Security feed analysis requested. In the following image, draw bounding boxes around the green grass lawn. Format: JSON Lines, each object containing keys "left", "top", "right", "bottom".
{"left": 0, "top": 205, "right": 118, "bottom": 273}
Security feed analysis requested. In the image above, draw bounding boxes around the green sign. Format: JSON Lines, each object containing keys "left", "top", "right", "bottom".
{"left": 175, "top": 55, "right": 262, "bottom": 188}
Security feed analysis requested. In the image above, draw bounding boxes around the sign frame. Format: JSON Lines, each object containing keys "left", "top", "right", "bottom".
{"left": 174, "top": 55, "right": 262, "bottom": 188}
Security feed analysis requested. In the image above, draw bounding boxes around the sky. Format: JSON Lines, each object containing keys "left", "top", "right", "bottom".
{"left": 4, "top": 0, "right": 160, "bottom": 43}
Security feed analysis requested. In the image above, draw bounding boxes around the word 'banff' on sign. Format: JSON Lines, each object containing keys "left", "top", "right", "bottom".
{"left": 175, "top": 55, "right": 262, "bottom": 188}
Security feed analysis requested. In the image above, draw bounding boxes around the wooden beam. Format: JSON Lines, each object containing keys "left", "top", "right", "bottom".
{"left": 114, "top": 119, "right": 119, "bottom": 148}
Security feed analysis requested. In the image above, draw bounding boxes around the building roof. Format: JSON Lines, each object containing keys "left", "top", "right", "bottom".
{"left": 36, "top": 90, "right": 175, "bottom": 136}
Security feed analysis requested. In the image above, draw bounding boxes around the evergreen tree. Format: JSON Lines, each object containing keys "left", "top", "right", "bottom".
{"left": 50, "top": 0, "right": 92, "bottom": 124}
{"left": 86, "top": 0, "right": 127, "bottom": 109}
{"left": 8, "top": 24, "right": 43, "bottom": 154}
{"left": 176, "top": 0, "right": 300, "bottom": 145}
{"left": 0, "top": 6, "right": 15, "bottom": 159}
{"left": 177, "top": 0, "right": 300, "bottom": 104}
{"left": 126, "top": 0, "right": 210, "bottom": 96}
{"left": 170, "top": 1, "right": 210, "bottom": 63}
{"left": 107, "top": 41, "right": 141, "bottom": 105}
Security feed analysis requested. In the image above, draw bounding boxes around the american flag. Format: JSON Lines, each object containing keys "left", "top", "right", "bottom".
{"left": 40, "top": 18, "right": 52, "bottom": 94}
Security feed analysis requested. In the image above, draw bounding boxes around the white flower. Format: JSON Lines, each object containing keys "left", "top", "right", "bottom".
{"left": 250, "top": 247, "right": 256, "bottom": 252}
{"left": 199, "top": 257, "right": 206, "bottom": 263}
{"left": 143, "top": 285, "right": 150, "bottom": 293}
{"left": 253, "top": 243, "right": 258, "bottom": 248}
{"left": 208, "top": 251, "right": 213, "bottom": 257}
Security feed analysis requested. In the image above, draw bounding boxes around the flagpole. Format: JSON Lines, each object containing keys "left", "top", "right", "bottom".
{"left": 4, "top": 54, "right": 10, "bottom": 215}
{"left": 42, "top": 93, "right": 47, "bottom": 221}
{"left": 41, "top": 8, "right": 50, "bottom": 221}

________________

Copy out every record above exactly as written.

Security feed analysis requested. In the following image, draw bounding boxes around the green grass lawn. Format: JSON Lines, each object containing keys "left", "top", "right", "bottom".
{"left": 0, "top": 205, "right": 118, "bottom": 273}
Security feed analysis requested. In the image above, draw bounding boxes around the green sign. Format: JSON Lines, each object containing keys "left", "top", "right", "bottom".
{"left": 175, "top": 55, "right": 262, "bottom": 188}
Security feed analysis requested. In the image above, draw bounding boxes around the sign frame. Format: JSON Lines, each object containing keys "left", "top", "right", "bottom".
{"left": 174, "top": 55, "right": 262, "bottom": 188}
Security feed analysis requested. In the image above, draw bounding boxes around the sky. Format: JSON Lines, each object containing keys "left", "top", "right", "bottom".
{"left": 4, "top": 0, "right": 160, "bottom": 43}
Security feed analysis requested. In the image above, draw bounding boxes around the word 'banff' on sign. Format: JSON Lines, each object containing keys "left", "top", "right", "bottom".
{"left": 175, "top": 55, "right": 262, "bottom": 188}
Security feed analysis requested. In the image above, draw bounding boxes around the wooden beam. Format: JSON Lines, each object containing keys "left", "top", "right", "bottom".
{"left": 114, "top": 119, "right": 119, "bottom": 148}
Security feed analysis requested. In the image above, draw bounding boxes around the building roof. Format: JSON Lines, each object containing keys "left", "top", "right", "bottom".
{"left": 36, "top": 90, "right": 175, "bottom": 136}
Security feed analysis requested. In the image above, draw bounding boxes around the evergreen tree. Format: JSON Lines, each object containing keys "left", "top", "right", "bottom".
{"left": 50, "top": 0, "right": 92, "bottom": 124}
{"left": 86, "top": 0, "right": 127, "bottom": 109}
{"left": 8, "top": 24, "right": 43, "bottom": 154}
{"left": 176, "top": 0, "right": 300, "bottom": 145}
{"left": 0, "top": 6, "right": 15, "bottom": 159}
{"left": 177, "top": 0, "right": 300, "bottom": 104}
{"left": 126, "top": 0, "right": 210, "bottom": 96}
{"left": 170, "top": 1, "right": 210, "bottom": 63}
{"left": 107, "top": 41, "right": 141, "bottom": 105}
Security feed analysis requested. In the image above, draw bounding boxes around the american flag. Format: JSON Lines, each object containing keys "left", "top", "right", "bottom".
{"left": 40, "top": 18, "right": 52, "bottom": 94}
Security feed analysis requested. In the image above, draw bounding boxes around the white flower. Format: JSON Lines, each object containing keys "left", "top", "right", "bottom".
{"left": 250, "top": 247, "right": 256, "bottom": 252}
{"left": 199, "top": 257, "right": 206, "bottom": 263}
{"left": 143, "top": 285, "right": 150, "bottom": 293}
{"left": 253, "top": 243, "right": 258, "bottom": 248}
{"left": 208, "top": 251, "right": 213, "bottom": 257}
Security feed analysis requested. In the image above, draw bounding boxes around the flagpole. Format: JSON Lines, each object containing keys "left", "top", "right", "bottom".
{"left": 4, "top": 54, "right": 10, "bottom": 215}
{"left": 42, "top": 93, "right": 47, "bottom": 221}
{"left": 41, "top": 8, "right": 50, "bottom": 221}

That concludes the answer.